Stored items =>
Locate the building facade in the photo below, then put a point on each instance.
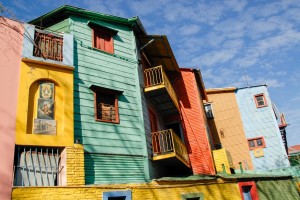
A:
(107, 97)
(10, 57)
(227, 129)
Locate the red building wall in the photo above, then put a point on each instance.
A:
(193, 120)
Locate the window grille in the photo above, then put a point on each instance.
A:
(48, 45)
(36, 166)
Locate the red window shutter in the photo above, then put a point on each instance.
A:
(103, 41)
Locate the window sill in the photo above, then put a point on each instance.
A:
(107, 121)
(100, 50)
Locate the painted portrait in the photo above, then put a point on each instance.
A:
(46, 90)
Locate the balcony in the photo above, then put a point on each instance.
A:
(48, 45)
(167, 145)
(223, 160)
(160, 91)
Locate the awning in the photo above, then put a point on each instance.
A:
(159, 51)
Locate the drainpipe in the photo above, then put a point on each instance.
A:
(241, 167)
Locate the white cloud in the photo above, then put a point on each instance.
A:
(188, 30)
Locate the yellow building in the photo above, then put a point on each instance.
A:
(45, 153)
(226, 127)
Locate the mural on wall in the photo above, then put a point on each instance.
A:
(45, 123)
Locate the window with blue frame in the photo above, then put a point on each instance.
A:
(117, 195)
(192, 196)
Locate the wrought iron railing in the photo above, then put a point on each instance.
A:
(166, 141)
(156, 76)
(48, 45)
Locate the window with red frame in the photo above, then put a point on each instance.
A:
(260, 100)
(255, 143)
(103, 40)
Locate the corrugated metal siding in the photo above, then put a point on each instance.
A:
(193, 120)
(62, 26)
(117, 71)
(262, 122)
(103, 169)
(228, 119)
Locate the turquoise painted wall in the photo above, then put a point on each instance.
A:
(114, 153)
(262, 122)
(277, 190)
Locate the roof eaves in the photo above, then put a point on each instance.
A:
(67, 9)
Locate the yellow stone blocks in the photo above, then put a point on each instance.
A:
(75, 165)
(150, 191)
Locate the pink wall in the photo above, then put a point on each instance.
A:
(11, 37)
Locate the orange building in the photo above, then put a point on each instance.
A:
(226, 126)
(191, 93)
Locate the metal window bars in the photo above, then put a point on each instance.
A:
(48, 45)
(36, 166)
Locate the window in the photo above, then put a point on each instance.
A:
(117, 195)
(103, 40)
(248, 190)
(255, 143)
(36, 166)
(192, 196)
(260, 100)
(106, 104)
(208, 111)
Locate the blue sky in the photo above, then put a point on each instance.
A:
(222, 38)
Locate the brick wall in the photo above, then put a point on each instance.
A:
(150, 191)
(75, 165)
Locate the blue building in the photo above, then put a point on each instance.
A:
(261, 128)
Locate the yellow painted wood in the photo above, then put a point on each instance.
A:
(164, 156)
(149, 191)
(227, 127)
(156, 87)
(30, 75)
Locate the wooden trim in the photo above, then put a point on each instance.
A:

Activity =>
What must be returned is a bare number, the count of lines in the entries holding the string "blue".

Result of the exercise =>
3